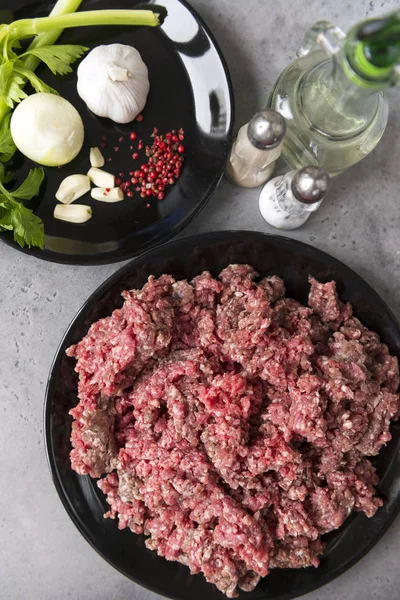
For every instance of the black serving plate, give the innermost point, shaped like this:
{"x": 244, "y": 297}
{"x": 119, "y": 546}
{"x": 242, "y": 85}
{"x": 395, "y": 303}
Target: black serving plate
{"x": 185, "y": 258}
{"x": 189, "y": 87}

== == ==

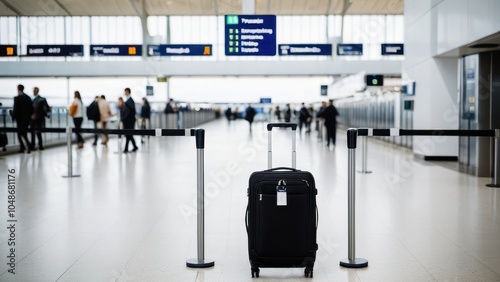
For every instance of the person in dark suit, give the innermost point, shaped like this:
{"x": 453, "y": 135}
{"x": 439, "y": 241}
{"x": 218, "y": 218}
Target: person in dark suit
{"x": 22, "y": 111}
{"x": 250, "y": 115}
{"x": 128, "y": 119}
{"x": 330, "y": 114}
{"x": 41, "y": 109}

== == ==

Work task: Using the listing above, return all lines where the word "give" occurs.

Result for this exercise:
For every instance of the black serving plate, give the innermost point, shaped like this:
For every instance of the person in dark suit, give the innermost point, shaped like this:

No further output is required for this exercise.